**Instruction**: Find each line in the rows below that contains the word "grass" and copy those lines.

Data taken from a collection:
• • • •
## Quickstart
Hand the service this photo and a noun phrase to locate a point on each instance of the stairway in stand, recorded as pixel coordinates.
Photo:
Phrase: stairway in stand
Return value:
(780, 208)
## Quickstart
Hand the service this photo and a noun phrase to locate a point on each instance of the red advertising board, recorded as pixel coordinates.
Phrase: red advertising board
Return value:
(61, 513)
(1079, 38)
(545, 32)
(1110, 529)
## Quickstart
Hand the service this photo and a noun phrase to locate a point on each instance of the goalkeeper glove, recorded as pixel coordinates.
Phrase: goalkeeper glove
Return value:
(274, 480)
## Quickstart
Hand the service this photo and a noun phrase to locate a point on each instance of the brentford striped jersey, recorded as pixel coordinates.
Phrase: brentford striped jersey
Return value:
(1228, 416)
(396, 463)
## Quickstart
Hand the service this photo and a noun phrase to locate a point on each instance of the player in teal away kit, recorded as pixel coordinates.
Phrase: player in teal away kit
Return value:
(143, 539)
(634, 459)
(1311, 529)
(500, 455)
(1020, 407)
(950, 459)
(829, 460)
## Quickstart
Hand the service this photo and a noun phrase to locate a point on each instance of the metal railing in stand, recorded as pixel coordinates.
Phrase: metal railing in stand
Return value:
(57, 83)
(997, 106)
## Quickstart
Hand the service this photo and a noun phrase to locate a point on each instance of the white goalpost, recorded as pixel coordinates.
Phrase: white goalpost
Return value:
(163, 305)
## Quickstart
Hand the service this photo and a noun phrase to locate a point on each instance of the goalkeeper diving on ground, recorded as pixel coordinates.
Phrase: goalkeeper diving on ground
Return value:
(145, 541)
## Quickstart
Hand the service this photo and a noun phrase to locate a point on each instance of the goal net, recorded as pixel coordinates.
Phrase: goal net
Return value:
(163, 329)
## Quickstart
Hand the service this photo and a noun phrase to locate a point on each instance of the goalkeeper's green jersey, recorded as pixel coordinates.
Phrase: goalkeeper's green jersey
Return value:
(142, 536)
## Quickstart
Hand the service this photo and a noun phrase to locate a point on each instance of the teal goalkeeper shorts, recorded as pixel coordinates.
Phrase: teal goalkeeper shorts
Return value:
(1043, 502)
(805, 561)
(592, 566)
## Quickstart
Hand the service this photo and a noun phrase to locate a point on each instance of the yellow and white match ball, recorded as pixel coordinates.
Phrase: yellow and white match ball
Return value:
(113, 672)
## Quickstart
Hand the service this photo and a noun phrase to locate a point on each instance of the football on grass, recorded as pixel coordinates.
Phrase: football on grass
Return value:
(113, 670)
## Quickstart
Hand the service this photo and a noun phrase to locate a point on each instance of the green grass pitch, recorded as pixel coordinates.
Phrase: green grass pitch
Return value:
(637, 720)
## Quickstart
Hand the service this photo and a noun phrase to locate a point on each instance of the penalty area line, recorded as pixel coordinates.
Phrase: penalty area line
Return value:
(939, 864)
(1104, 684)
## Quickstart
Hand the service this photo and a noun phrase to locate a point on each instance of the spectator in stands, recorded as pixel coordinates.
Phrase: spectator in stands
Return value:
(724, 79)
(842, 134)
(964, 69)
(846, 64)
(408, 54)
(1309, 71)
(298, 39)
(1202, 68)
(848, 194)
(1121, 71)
• • • •
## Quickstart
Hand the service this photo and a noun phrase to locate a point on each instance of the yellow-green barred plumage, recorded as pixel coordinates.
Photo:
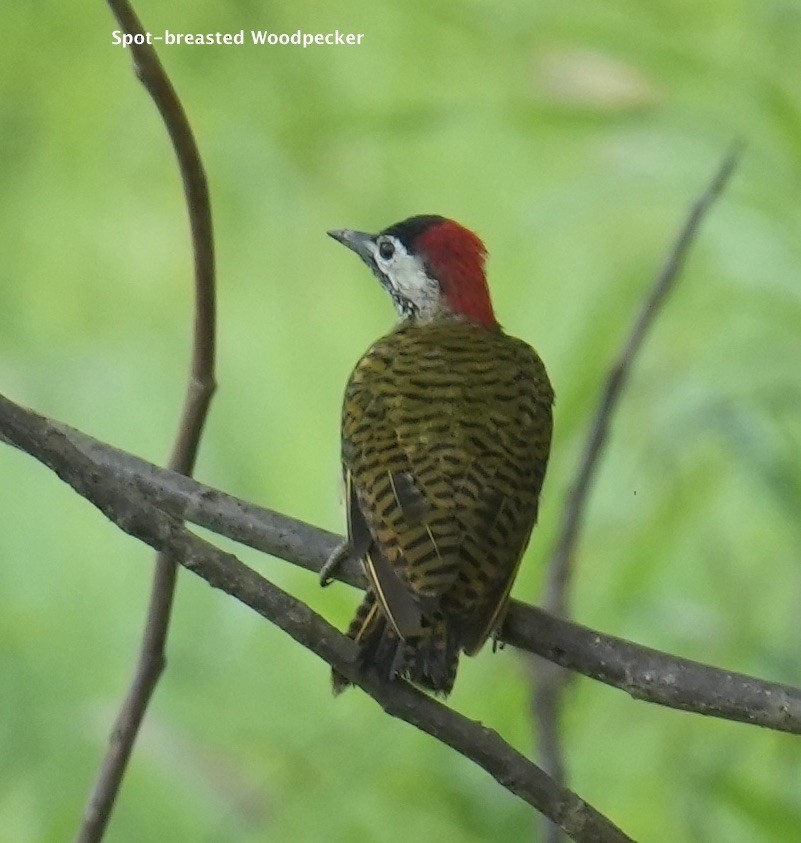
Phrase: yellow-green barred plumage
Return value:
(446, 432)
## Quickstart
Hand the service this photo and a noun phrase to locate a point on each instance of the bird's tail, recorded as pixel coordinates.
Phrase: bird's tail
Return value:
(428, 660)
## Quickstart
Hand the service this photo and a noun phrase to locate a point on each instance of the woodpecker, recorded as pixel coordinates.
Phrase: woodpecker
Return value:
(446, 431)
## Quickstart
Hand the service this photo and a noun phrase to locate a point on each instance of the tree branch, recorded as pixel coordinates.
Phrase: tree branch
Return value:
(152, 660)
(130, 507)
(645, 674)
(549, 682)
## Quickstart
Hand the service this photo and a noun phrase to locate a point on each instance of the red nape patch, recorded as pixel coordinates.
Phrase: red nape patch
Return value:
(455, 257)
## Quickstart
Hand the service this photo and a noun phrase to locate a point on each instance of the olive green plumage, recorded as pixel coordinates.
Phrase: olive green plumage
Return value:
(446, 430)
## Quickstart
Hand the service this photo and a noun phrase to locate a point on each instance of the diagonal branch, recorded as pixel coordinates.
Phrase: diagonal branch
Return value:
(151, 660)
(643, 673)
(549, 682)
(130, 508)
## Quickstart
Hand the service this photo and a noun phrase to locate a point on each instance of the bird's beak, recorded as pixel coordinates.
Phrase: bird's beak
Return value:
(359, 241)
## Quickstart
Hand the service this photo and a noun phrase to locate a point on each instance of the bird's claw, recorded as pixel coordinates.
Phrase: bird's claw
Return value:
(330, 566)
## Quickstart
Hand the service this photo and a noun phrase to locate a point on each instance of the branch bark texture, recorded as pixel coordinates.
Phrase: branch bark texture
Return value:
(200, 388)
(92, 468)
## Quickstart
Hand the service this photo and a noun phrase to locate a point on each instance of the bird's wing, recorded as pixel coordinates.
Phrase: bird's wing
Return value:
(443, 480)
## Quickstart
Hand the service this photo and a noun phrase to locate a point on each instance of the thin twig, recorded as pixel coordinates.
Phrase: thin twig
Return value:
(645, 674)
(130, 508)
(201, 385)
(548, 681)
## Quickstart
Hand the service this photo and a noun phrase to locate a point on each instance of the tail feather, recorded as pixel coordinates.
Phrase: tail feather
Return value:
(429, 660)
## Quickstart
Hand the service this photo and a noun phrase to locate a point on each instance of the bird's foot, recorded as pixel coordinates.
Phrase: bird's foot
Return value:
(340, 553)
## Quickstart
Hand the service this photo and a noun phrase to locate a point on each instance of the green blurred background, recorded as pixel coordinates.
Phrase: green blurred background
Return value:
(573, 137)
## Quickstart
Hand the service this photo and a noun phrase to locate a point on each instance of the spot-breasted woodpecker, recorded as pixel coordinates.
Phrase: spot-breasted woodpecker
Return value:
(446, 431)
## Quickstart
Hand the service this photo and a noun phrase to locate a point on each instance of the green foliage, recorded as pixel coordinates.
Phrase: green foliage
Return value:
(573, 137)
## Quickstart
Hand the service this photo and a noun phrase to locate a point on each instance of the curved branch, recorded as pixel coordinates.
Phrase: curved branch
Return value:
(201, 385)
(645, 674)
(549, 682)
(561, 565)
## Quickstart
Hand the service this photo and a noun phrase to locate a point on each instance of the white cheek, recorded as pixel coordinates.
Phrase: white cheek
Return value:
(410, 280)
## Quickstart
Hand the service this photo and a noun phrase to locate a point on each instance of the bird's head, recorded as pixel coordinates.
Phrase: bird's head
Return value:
• • • •
**Finished task**:
Hand the service this photo and a noun phrase to locate a point on each instance of the football on grass, recorded as pixel coordinates.
Phrase: football on grass
Hand the service this photo and a noun phrase to locate a point on each instance of the green grass pitch, recorded as pixel coordinates.
Phrase: green grass pitch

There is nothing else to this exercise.